Required task: Pull out each line in the items below that contains the string "jacket" and copy it in full. Case must match.
* * * * * * *
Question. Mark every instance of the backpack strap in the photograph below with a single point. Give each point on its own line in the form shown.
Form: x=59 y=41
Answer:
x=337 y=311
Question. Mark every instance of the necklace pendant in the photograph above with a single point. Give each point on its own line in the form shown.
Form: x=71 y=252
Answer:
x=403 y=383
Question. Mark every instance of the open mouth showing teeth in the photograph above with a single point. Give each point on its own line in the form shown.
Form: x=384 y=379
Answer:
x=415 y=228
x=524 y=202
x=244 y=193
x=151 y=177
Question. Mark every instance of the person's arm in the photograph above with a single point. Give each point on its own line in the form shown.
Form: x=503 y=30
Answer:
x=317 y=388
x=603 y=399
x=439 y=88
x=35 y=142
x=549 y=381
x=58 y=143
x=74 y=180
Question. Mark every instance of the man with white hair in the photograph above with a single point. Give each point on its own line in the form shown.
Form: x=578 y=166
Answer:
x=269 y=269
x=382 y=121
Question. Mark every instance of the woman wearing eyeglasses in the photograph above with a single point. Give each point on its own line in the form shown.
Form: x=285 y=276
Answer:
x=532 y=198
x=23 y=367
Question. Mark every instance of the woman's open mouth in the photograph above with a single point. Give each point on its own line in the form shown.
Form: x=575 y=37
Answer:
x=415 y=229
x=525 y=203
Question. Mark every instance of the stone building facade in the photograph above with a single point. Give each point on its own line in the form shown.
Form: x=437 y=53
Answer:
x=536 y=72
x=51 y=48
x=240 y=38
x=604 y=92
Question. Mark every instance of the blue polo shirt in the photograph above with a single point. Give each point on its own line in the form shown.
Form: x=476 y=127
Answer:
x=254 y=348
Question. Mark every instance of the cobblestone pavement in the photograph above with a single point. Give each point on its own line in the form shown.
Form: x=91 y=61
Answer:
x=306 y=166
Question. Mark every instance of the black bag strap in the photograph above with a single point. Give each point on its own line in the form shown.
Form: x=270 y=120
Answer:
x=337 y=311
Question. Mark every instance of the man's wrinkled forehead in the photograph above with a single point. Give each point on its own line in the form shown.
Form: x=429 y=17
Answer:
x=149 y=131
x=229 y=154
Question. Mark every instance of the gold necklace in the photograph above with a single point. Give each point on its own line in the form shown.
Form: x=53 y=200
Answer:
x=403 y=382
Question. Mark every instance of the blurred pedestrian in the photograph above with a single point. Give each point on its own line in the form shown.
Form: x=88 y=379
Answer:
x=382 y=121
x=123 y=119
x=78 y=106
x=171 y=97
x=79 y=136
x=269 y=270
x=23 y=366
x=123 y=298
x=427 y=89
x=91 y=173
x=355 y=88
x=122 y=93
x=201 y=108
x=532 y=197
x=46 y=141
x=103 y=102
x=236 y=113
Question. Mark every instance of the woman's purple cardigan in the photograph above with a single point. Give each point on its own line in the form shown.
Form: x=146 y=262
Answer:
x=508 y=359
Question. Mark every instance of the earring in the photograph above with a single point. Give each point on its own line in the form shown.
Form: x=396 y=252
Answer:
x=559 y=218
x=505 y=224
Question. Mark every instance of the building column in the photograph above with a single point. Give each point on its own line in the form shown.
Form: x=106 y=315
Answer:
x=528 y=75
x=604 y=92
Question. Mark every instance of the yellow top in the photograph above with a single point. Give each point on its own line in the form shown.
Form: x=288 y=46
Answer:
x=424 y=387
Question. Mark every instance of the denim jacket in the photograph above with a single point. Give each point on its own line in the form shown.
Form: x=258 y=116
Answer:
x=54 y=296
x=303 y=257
* * * * * * *
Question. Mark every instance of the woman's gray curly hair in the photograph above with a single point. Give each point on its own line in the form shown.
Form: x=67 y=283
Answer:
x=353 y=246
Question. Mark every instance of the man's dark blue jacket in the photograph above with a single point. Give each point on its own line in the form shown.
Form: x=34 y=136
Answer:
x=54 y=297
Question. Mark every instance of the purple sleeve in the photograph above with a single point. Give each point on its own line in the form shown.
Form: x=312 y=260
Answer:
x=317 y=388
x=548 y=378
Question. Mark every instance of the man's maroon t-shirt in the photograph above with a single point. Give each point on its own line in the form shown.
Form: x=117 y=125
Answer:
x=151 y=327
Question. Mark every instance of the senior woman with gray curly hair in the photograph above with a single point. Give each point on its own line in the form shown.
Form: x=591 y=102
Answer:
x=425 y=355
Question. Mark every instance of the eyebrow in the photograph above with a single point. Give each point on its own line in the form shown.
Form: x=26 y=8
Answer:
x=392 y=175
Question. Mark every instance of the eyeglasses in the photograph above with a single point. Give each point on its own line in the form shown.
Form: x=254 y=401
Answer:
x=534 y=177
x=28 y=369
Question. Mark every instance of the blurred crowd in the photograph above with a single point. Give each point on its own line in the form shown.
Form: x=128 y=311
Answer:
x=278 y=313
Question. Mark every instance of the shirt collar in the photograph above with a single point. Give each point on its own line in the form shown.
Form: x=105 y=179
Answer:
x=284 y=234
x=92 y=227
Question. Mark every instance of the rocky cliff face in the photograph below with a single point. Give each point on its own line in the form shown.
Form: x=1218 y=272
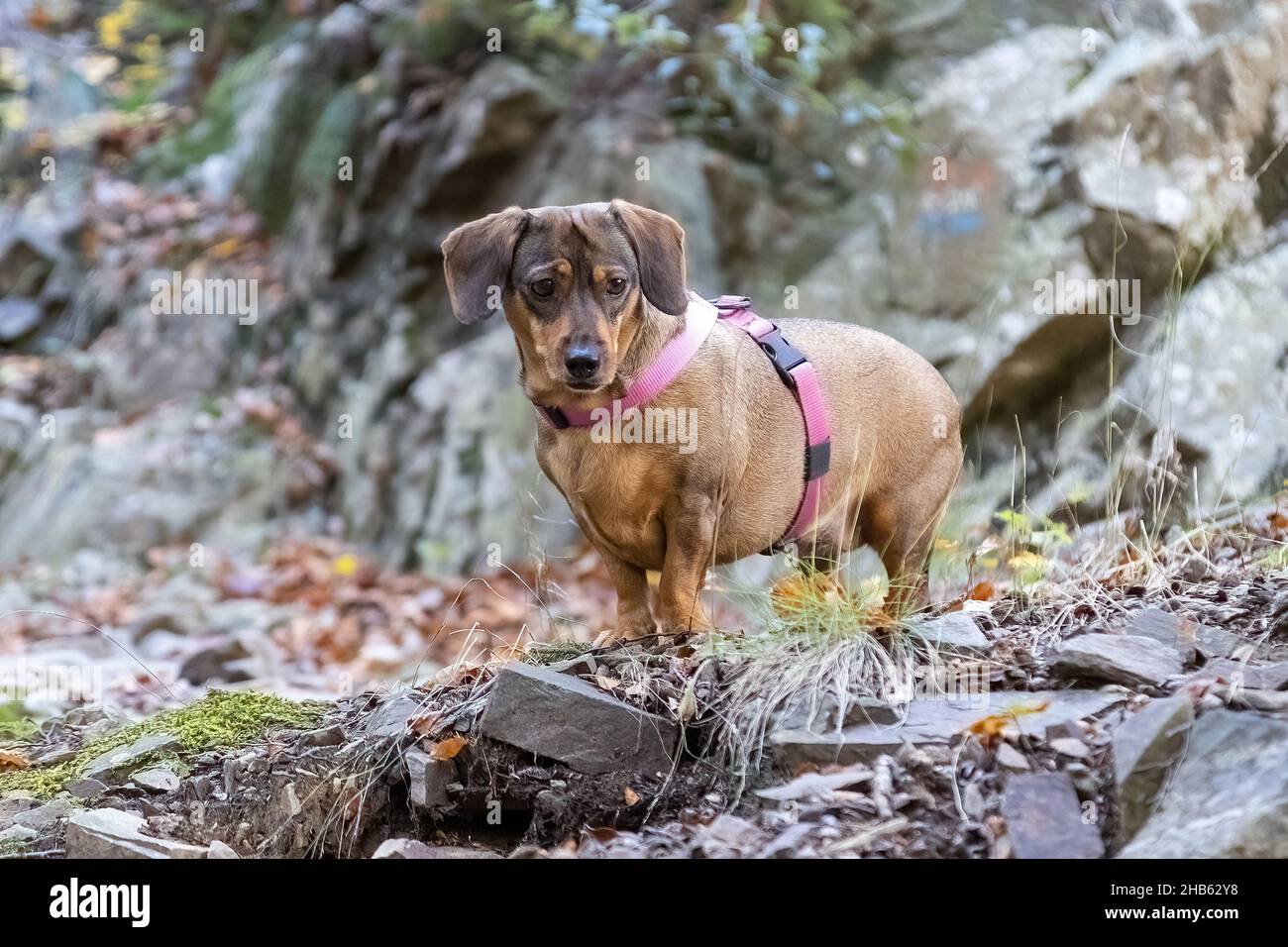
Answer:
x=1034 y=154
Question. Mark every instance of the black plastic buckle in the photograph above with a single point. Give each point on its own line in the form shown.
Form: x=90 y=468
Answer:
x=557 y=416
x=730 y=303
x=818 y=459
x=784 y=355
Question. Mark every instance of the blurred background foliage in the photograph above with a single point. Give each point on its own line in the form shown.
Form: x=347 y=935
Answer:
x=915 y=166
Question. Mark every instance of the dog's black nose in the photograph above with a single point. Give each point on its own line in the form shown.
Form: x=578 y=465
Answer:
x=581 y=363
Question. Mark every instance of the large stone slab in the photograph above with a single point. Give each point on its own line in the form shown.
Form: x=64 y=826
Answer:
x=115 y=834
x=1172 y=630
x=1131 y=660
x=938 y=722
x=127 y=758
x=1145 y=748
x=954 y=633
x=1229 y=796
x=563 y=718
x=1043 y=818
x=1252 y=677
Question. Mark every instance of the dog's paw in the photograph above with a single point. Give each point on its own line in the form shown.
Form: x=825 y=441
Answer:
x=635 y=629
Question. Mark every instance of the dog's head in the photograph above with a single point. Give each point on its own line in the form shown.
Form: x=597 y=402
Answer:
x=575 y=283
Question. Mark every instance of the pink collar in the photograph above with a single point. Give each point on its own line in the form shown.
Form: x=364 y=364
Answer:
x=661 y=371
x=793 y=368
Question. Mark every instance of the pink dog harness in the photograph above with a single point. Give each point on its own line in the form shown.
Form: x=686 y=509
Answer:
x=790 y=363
* * * * * * *
In response:
Question. Mark every instance of the denim jacket in the photograph above with a single point. Give each point on its own line in the form shown.
Question. Mark every instance of the man's dark blue jacket in the photograph above with a single point. Give each point on its own line in the form shown.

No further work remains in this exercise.